**Exercise description**
Images excluded, repeat each entry below exactly.

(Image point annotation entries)

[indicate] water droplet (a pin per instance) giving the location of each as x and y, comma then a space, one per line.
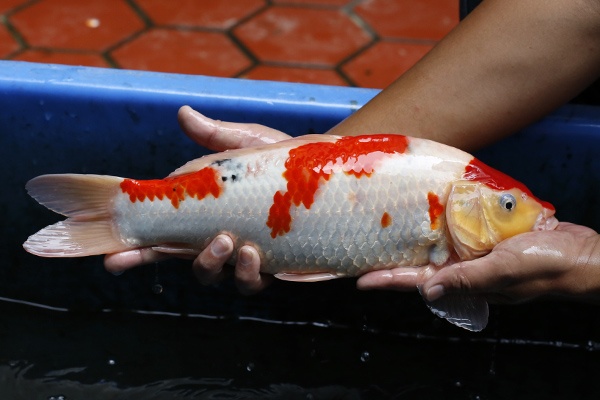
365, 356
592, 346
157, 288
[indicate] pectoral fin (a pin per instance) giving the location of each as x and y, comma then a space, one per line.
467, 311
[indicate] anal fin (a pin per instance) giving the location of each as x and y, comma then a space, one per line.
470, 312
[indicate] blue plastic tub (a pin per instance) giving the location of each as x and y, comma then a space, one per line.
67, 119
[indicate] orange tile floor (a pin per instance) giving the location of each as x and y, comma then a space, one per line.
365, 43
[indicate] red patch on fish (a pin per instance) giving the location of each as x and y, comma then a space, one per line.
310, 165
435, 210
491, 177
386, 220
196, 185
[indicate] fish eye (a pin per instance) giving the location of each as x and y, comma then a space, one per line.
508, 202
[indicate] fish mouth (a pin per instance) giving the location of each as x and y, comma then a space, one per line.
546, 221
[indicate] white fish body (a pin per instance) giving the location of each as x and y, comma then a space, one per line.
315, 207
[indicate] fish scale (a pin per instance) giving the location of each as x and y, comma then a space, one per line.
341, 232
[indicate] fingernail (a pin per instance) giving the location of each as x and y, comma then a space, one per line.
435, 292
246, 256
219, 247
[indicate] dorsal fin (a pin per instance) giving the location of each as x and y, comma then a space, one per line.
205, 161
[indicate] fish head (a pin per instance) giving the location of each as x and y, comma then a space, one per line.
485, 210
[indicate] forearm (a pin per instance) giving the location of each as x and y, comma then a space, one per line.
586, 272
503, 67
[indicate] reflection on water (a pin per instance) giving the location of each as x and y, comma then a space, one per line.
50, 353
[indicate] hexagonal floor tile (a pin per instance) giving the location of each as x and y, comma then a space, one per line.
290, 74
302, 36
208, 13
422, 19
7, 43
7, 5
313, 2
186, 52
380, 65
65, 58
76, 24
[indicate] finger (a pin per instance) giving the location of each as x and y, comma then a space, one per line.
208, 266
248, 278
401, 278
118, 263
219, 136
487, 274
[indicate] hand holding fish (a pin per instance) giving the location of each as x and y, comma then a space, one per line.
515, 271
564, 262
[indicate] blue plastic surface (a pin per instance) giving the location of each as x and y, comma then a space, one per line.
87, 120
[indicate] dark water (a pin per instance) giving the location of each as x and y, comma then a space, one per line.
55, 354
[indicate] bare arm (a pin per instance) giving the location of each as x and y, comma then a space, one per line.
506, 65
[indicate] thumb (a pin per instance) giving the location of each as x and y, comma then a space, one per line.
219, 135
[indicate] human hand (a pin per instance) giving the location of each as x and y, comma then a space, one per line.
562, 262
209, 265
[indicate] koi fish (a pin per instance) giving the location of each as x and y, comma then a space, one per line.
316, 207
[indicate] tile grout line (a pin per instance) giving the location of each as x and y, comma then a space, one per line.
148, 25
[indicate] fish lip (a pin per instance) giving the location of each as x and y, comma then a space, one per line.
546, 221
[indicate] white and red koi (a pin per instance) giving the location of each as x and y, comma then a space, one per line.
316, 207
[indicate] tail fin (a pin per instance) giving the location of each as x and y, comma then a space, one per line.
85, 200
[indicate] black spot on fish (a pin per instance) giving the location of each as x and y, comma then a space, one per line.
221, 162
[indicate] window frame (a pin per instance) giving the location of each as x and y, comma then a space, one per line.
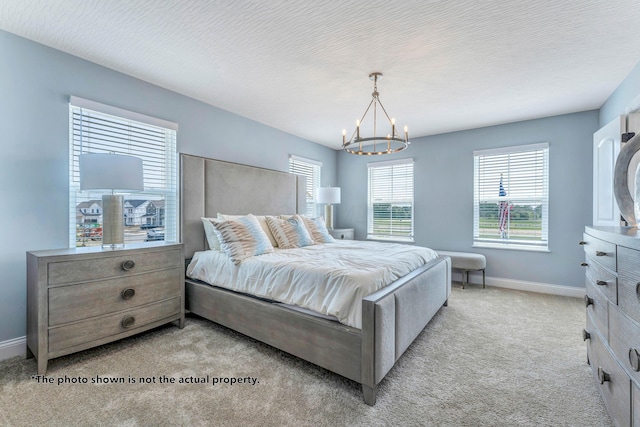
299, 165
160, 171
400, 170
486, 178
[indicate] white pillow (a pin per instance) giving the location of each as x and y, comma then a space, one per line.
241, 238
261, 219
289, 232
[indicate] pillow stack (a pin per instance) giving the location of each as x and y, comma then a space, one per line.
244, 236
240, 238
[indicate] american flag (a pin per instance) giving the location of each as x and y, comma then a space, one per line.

**Result below**
[indicate] water droplet (a pin per instance) giving the location of each as x and y, comma then a space, one per line.
365, 356
592, 346
157, 288
[indicate] pectoral fin (a pin per instance) giving the location of each as x and y, comma then a space, one per line.
467, 311
[indicate] anal fin (a pin per instance) giving the location of each as x and y, comma then a space, one per line.
470, 312
[indicate] blue plastic tub (a pin per instance) giving the location of each as x and y, comma then a space, one per line.
67, 119
[indicate] orange tile floor (a pin per instance) giving the location of each as x and y, comma then a space, one per line.
365, 43
[indicate] red patch on fish (a pin per instance) giving the location of each as x and y, comma then a space, one per line.
310, 165
435, 210
491, 177
386, 220
196, 185
[indicate] fish eye (a pin per instance) giving the location of each as x and y, comma then a space, one per line.
508, 202
[indicate] fish mouth (a pin per instance) giving the location of each as x and y, comma then a space, one per line.
546, 221
[indicate] white fish body (a pin per instance) giving the location of each as x and y, comma then a space, one per line.
315, 207
[indicate] fish scale (a pin per instance) giving the location of each as x and y, comma then a space, one per line.
341, 232
[indicate] fingernail (a pin per instance) giving the location of each as x and y, comma then a space, one per line.
435, 292
246, 256
219, 247
[indicate] dorsal fin (a pin per instance) giving the location of each as x and y, comma then a space, one per line.
205, 161
[indicate] fish head (a pin per instance) giving the location of each as x and y, comma then a space, one per line.
485, 210
[indicate] forearm (a pin per instance) giving the location of each as x and y, comma then a space, one per line.
586, 272
503, 67
[indicate] reflection on water (a pin per instance) giving the location of each as x and y, comma then a space, one per line.
50, 353
[indicate] hexagonal floor tile (a pin per instance) giving the location of each as x and y, comma then a space, one per line.
290, 74
302, 36
208, 13
422, 19
7, 43
7, 5
313, 2
186, 52
380, 65
65, 58
76, 24
[indicate] finger (a pin per instance) giving the location of each as x and y, comma then a space, one per line.
208, 266
248, 278
401, 278
118, 263
219, 136
487, 274
[indicate] hand holding fish (a pin per instance) giving the location of each as x and y, comma then a space, one per line.
515, 271
564, 262
[indicate] blue plastic surface (a pin per instance) giving the location of each as x and y, comma then a space, one per line.
87, 120
[indicate] dark water (a pin per instance) giving the location of each as x and y, comma then a space, one per line.
55, 354
[indicate] bare arm (a pin per instance) giving the location of each as x and y, comma then a space, one per line.
506, 65
[indicate] thumb (a pin per instance) giving the location of each as x and y, comma then a space, one per line.
219, 135
[indicate] human hand (a pin per instance) giving the location of each as x and y, comma then a space, one per line.
562, 262
209, 265
[indicate] koi fish (a pin per instance) giving the location of each as x and y, comma then a space, one per line.
316, 207
[indicate] tile grout line (a pin per instance) giving the location of each as x and y, comma then a space, one per line.
148, 25
[indicate] fish lip (a pin per instance) giving the location of each as x and y, comma then a space, one per line.
546, 221
[indicate] white and red koi (a pin per instance) giving the location of each as x and y, comma then a space, one per line.
316, 207
[indicate] tail fin (a pin per instance) giving the location of each as x and y, comma then a space, one per line.
85, 200
[indicate] black spot on fish (a pin per instance) giving the location of each as x and y, comma then a space, one per line.
221, 162
[indicate] window frame (a pin per instance) giving the location of each as x and y, comma then a space, one per line.
299, 165
160, 171
400, 170
486, 178
[indicate] white pillow (a pin per instance) giving the location of each as x and y, comma then a space, one per line.
241, 238
261, 219
289, 232
[indicate] pillow stack (a pin per instance) giving the location of each as x and y, comma then a space, one per line.
244, 236
240, 238
[indicate] american flag (a pin per instance) giving the location of each as x and y, comma then a space, one per line.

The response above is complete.